Items listed in a dataset:
___

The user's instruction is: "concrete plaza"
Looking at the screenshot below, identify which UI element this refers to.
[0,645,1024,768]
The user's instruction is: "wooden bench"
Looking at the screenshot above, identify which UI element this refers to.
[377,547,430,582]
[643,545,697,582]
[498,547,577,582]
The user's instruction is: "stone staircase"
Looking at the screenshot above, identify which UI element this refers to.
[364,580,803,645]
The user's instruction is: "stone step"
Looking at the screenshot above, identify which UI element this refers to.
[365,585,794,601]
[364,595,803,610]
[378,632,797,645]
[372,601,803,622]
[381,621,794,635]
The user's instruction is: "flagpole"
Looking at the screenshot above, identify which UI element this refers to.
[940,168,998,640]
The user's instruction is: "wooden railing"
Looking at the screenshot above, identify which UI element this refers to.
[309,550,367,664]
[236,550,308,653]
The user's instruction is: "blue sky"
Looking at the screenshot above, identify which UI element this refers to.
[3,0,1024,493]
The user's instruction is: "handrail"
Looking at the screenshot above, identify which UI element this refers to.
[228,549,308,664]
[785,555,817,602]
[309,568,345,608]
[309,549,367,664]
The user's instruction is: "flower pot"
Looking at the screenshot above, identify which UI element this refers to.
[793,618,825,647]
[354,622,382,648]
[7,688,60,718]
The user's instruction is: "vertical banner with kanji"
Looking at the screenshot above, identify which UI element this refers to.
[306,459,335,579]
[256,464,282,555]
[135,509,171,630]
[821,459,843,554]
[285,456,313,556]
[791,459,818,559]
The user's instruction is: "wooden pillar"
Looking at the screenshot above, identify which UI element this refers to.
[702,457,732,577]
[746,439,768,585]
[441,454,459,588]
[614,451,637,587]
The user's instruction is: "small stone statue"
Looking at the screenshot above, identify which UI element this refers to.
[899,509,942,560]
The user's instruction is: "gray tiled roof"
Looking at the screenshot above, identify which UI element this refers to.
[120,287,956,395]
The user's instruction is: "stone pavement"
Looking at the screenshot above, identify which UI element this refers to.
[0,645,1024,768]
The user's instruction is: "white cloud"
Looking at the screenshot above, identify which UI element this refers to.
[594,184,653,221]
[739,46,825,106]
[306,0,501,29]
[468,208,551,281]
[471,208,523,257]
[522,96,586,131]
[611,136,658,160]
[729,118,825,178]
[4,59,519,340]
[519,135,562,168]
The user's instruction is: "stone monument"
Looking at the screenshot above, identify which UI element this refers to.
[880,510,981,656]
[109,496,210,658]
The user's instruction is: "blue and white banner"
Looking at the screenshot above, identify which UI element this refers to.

___

Convert each line of the entries above into a JSON list of strings, with one string per line and any blank lines omitted.

▶ [Finished exercise]
[
  "The user's instruction is: \"concrete plaza\"",
  "Looking at the screenshot below, identify which UI element this refers to.",
  "[0,645,1024,768]",
  "The user's instruction is: \"wooden bench\"",
  "Looking at the screenshot above, identify which UI element this refers to.",
  "[377,547,430,582]",
  "[643,545,697,582]",
  "[498,547,577,582]",
  "The user's instruction is: \"stone staircase\"",
  "Looking at the screenshot above, identify which UI element this refers to.",
  "[364,580,803,645]",
  "The user's instruction is: \"stone step\"",
  "Looking at the screenshot above, identify which UI element this refers to.",
  "[365,585,794,601]",
  "[364,595,803,610]",
  "[378,632,797,645]",
  "[372,601,803,622]",
  "[381,621,794,635]",
  "The user's instruction is: \"flagpole\"",
  "Looking at the screenshot above, identify which UI element this refers to.",
  "[940,168,998,640]",
  "The user's instruction is: \"wooden railing\"",
  "Looking at the screenshot above, identify which UI element this refers to.",
  "[309,550,367,664]",
  "[236,550,308,653]",
  "The user's instruction is: \"blue sky\"",
  "Looking at the screenshot above, identify which UI element this refers to.",
  "[3,0,1024,493]",
  "The user's instruction is: \"handrail\"",
  "Looking at the screenshot above, identify which UI element this refers to.",
  "[228,549,308,664]",
  "[785,555,817,602]",
  "[309,568,345,608]",
  "[309,549,367,664]",
  "The user's instruction is: \"flower pot\"",
  "Looking at the screenshot above, identify which UI element this refers to.",
  "[793,618,825,647]",
  "[354,622,382,648]",
  "[7,688,60,718]",
  "The user's instruction is: \"vertical banner with kanji\"",
  "Looking at the screenshot above, identify which UI element this refers to.",
  "[306,459,335,579]",
  "[256,464,282,555]",
  "[135,509,171,630]",
  "[821,459,843,554]",
  "[285,456,313,556]",
  "[791,459,818,559]",
  "The user's instruction is: \"wooden pillar\"",
  "Looking at the screenshot above, identify which UI element this refers to.",
  "[702,457,732,577]",
  "[746,439,768,585]",
  "[441,454,459,588]",
  "[614,451,637,587]",
  "The user's instruction is: \"small stone statue\"",
  "Looking at the screenshot above, identify which UI element this refers to.",
  "[899,509,942,560]",
  "The user's instruction is: \"gray tiled roof\"",
  "Looking at the screenshot above, identify which UI element this refers to.",
  "[120,287,956,395]",
  "The user's instruction is: \"stone pavement\"",
  "Looking at the screenshot above, identify which UI element this refers to.",
  "[0,645,1024,768]",
  "The user's instruction is: \"white cloud\"",
  "Looking at the screenshot above, identify which UI element this refers to.",
  "[594,184,653,221]",
  "[739,46,825,106]",
  "[306,0,501,29]",
  "[468,208,551,281]",
  "[471,208,523,257]",
  "[522,96,586,131]",
  "[611,136,658,160]",
  "[729,118,825,178]",
  "[4,59,519,340]",
  "[519,135,562,168]",
  "The user's instruction is: \"stone monument\"",
  "Looking at the screenshot above, identify which UI element this refers to.",
  "[880,510,981,656]",
  "[109,496,210,658]",
  "The user's instruction is: \"blue and white banner\"",
  "Looking at the screenshot above, identify which UI element this refers to."
]